Object point labels:
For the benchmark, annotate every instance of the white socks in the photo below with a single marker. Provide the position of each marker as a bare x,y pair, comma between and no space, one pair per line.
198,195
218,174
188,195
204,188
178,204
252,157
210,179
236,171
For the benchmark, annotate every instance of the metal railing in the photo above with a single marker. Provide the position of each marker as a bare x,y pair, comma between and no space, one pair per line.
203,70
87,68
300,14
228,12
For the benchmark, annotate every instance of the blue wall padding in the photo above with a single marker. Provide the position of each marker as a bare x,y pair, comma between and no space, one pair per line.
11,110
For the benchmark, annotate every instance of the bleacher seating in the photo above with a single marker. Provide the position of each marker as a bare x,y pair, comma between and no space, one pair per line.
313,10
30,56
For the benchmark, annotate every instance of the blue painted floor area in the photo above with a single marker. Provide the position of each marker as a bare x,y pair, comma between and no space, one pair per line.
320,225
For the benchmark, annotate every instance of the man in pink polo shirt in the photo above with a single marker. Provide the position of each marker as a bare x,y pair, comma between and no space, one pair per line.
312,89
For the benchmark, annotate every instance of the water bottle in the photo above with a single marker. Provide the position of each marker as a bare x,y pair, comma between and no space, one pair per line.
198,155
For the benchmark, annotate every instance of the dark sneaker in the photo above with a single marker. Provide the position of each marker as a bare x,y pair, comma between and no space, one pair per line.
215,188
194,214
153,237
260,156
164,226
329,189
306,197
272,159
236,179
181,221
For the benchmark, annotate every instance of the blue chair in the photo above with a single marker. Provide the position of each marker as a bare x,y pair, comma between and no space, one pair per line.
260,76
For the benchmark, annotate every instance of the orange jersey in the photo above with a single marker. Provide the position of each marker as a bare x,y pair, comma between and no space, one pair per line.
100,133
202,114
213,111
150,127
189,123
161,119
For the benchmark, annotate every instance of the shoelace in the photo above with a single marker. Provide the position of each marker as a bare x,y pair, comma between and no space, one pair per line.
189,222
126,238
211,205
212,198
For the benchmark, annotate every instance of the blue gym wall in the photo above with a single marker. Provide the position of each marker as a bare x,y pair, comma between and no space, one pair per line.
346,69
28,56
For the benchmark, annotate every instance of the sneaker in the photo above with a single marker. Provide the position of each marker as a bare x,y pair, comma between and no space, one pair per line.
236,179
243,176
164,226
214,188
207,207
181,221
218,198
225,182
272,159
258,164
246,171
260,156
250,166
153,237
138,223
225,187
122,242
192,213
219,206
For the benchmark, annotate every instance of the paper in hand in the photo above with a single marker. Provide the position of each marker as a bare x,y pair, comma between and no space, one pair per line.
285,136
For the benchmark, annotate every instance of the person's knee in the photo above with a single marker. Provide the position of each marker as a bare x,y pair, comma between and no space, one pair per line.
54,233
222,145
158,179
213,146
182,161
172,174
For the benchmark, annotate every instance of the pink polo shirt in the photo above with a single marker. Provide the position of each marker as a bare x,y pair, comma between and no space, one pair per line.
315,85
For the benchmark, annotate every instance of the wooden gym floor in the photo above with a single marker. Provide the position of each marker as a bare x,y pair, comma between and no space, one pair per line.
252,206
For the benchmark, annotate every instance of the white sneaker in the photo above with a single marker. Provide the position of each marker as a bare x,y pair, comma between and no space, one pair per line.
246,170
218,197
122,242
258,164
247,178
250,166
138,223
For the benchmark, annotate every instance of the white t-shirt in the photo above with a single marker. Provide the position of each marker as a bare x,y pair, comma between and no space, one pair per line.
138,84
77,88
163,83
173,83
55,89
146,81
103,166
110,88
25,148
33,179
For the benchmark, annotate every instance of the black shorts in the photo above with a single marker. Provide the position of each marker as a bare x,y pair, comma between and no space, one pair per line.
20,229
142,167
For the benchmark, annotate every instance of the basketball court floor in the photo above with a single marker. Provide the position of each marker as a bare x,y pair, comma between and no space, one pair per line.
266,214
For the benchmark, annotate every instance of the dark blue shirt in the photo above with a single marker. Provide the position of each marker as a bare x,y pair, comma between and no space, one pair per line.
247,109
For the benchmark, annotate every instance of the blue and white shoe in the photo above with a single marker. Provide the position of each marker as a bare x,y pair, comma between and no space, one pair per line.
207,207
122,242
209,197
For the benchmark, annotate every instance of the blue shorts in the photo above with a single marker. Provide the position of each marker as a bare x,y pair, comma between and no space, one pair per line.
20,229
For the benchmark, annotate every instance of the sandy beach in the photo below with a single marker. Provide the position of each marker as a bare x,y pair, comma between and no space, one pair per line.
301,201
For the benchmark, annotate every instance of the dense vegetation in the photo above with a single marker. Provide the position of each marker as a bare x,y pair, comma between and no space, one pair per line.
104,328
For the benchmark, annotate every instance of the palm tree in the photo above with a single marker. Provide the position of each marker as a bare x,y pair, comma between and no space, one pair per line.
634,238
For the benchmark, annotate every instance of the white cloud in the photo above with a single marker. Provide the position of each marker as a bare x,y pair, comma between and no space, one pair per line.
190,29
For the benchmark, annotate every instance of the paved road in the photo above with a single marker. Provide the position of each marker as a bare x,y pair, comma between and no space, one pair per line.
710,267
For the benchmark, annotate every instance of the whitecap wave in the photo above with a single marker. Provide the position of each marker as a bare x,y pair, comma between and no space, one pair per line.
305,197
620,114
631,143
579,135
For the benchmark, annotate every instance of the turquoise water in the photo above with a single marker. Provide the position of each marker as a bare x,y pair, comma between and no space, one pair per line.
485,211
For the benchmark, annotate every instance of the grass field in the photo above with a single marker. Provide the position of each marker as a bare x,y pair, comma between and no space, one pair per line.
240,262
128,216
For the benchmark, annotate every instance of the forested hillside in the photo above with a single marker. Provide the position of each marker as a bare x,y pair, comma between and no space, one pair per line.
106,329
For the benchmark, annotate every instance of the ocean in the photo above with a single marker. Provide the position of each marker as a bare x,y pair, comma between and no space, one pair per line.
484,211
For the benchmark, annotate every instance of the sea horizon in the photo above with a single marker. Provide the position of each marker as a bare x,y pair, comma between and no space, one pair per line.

[Task objective]
Begin with the line that contains "For the benchmark, annotate every instance of the forested" and quote each line after it exactly, stopping after the last line of the data.

[Solution below]
For the benchmark, annotate every instance of the forested hillside in the photo above with a single marker. Provide the position of each marker as a bare x,y pair, comma between and no space, one pair per line.
106,329
For the benchmark, annotate every instance of the ocean in the photo above with a single marker. Provide the position of each marker as a bare x,y pair, comma between and no space, one pair per line.
484,211
For the benchmark, annotate every instance of the sea horizon in the photo above with a single marker. Provide the position of each marker as a bare x,y pair, comma between and no space, one pair per line.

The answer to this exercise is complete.